EXERCISE TEXT:
Anyone who has spent time trying to text me knows all about the long saga of Dawn's Terrible Phone--an ancient device that barely texts, supports almost no apps, refuses to load maps, freezes whenever I try to scroll, etc., etc. I can make calls (usually) and receive emails (usually), but otherwise the phone refuses to comply. I hate phones and don't want to spend money on them, so it's big news that, this weekend, I put in an order for a new (by which I mean refurbished) phone . . . in bright red, because for some reason that model was $25 cheaper than the other. I tell you, things will be modern around here when the Red Phone arrives.

And that wasn't the only grown-up purchase this weekend: Tom and I actually bought furniture! . . . a set of six early-1950s steel and bent wood dining-room chairs that Tom spotted on Craigslist and became misty over. After he hemmed and hawed a bit about whether or not he should give in to his crush, we drove down to Ogunquit yesterday afternoon to try them out, and now we have these:

They are almost the same age as our house, and it's such a novelty to have real dining-room chairs instead of the plastic kitchen chairs we bought two decades ago in Harmony, our solution for something little boys couldn't stain or break.

So it was an activity-filled weekend, what with our beach date, and the two trees cut down (the back garden now looks like a mini-logyard, with a teeny brush pile and a teeny tree-length pile), and the chair shopping, and the phone ordering. I did zero housework, but that's okay: it's pouring rain outside now, and I am not sorry to spend some of it dusting and mopping.

Sunday, November 22, 2020

Paul now works during the day on Saturday, so with some open time to ourselves Tom and I decided to spend the morning together at Higgins Beach in Scarborough (pictured at the top of this blog). It was a beautiful mild day . . . surfers were tumbling in and out of the waves, dog parties raced in circles on the sand, a little two-year-old boy shed all of his clothes and trotted back and forth after his older brothers. Imagine: butt-naked at the beach, in November, in Maine. I found a lovely bouquet of seaweed, which I brought home to dry. In David Copperfield, which I've started rereading for the many-hundredth time, small David spends the night in Mr. Peggotty's houseboat, in a little room with a bouquet of seaweed in a blue mug. That's what I want in my room now.

REQUIRED ACTION 1:
In the blog post, why did the writer order the phone in bright red?
REQUIRED ACTION 2:
Turn the blog post's paragraph that opens "So it was an activity-filled weekend" into a short list that keeps its main facts.
REQUIRED ACTION 3:
From the blog post, write out the passage starting with "And that wasn't" and going on through "stain or break.".

RECORDS SHOWN:

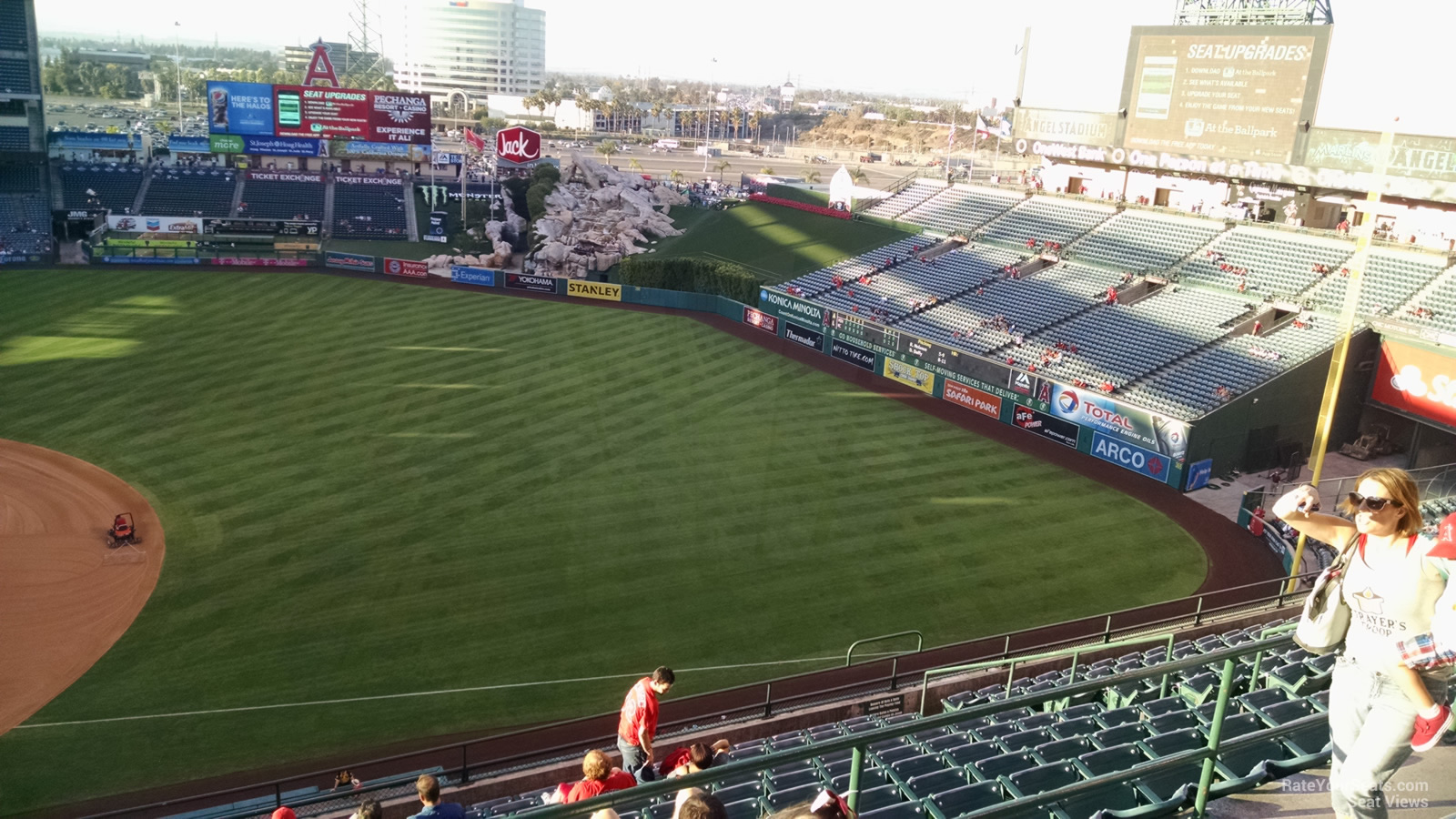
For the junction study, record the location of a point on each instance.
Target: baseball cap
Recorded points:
(1445, 538)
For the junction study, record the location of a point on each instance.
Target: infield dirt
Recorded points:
(65, 596)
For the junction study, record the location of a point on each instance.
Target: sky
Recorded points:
(1388, 57)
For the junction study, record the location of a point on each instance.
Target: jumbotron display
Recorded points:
(318, 113)
(1216, 91)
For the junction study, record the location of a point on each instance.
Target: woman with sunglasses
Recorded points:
(1378, 707)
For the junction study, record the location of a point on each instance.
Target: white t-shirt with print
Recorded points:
(1392, 595)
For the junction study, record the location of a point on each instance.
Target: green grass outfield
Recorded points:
(776, 242)
(376, 489)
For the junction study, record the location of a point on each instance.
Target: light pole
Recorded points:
(177, 36)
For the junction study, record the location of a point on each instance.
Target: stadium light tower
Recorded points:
(1254, 14)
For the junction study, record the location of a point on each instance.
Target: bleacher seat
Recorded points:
(370, 212)
(189, 191)
(116, 186)
(281, 200)
(1046, 219)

TASK RESPONSE 1:
That model was $25 cheaper than the other one.

TASK RESPONSE 2:
- The weekend included a beach date, cutting down two trees, shopping for chairs, and ordering a phone.
- After the tree cutting, the back garden looks like a mini-logyard, with a small brush pile and a small pile of tree lengths.
- The writer did no housework.
- It is now pouring rain, and the writer is not sorry to spend some of that time dusting and mopping.

TASK RESPONSE 3:
And that wasn't the only grown-up purchase this weekend: Tom and I actually bought furniture! . . . a set of six early-1950s steel and bent wood dining-room chairs that Tom spotted on Craigslist and became misty over. After he hemmed and hawed a bit about whether or not he should give in to his crush, we drove down to Ogunquit yesterday afternoon to try them out, and now we have these:

They are almost the same age as our house, and it's such a novelty to have real dining-room chairs instead of the plastic kitchen chairs we bought two decades ago in Harmony, our solution for something little boys couldn't stain or break.